• Short exercise: Rewrite the part of the forum thread on migrating to Canada that begins at "And is it possible" and ends after "office will do..", changing "ref letters" to "reference letters".

• Document excerpt:
= = = =

# Quick Intro to Migrate to Canada



## maverick121 (Apr 22, 2009)

Hi,

I am tryng to find out details to migrate to Canada.
I hav around 4 yrs exp in IT.
Found that i can qualify as an IT manager as currently am wrkin in such a position.
However can sm 1 pls tell me wat wud be the first step to migrate and wat docs i wud require..
And also for Independent migration how imp are proof of funds..
And is it possible to show my parents account balance for proof of funds as i am the only son and the nominee..
Do we also need to provide some proof about my salary account or just ref letters from office will do..

Any info abt provided can help..

Pls do reply..

Thanks in advance..


----------



## scharlack (Nov 21, 2008)

maverick121 said:


> Hi,
> 
> I am tryng to find out details to migrate to Canada.
> I hav around 4 yrs exp in IT.
> ...



Details on Welcome Page | Page d'accueil.

Good luck!

Cheers


----------



## Newbie_Can_USA (Jan 17, 2009)

Please type "Canada Immigration" in Google and it will show you the website to choose - www.cic.gc.ca would be the one of the top 3 results that pops up...that link is the official link..



have a good one.


----------



## maverick121 (Apr 22, 2009)

Thanks 4 ur quick replies Scharlack and newbie_can_america,incidentally u both gave me the same links..


Will go thru and try 2 wrk it out..


----------

= = = =

• Material supplied:
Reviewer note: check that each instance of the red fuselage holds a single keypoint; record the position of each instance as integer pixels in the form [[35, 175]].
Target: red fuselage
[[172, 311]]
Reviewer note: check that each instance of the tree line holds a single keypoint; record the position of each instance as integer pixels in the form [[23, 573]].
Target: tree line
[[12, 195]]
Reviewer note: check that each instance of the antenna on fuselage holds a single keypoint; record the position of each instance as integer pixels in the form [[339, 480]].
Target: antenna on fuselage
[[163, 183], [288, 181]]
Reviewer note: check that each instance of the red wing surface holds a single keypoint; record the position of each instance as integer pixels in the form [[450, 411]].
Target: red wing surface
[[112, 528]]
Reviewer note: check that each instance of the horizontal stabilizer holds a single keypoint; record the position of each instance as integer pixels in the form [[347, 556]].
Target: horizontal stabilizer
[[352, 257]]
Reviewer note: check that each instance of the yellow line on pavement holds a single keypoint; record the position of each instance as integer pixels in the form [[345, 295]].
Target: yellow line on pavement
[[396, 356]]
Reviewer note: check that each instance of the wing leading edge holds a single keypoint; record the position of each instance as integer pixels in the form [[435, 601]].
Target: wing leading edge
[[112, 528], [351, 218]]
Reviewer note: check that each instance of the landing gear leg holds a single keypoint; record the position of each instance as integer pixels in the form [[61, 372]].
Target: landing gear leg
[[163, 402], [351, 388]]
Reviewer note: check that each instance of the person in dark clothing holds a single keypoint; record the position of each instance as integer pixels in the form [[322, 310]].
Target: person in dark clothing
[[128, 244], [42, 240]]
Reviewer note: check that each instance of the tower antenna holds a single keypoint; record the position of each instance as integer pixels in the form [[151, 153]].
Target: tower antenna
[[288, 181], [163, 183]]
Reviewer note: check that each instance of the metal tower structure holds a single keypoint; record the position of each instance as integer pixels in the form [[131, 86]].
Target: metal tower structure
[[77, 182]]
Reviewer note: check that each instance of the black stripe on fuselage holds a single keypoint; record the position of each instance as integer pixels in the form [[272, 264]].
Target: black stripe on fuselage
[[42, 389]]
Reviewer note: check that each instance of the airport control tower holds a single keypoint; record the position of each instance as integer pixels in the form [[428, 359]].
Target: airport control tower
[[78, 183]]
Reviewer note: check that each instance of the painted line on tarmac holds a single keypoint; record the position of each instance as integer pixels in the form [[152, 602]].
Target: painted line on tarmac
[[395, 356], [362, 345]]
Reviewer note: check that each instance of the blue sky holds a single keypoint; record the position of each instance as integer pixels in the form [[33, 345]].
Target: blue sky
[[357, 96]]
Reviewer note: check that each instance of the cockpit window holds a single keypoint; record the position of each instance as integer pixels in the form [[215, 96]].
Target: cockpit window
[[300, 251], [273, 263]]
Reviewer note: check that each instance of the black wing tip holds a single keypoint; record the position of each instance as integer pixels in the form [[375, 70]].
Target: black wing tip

= = = =

• Written reply:
And is it possible to show my parents account balance for proof of funds as i am the only son and the nominee..
Do we also need to provide some proof about my salary account or just reference letters from office will do..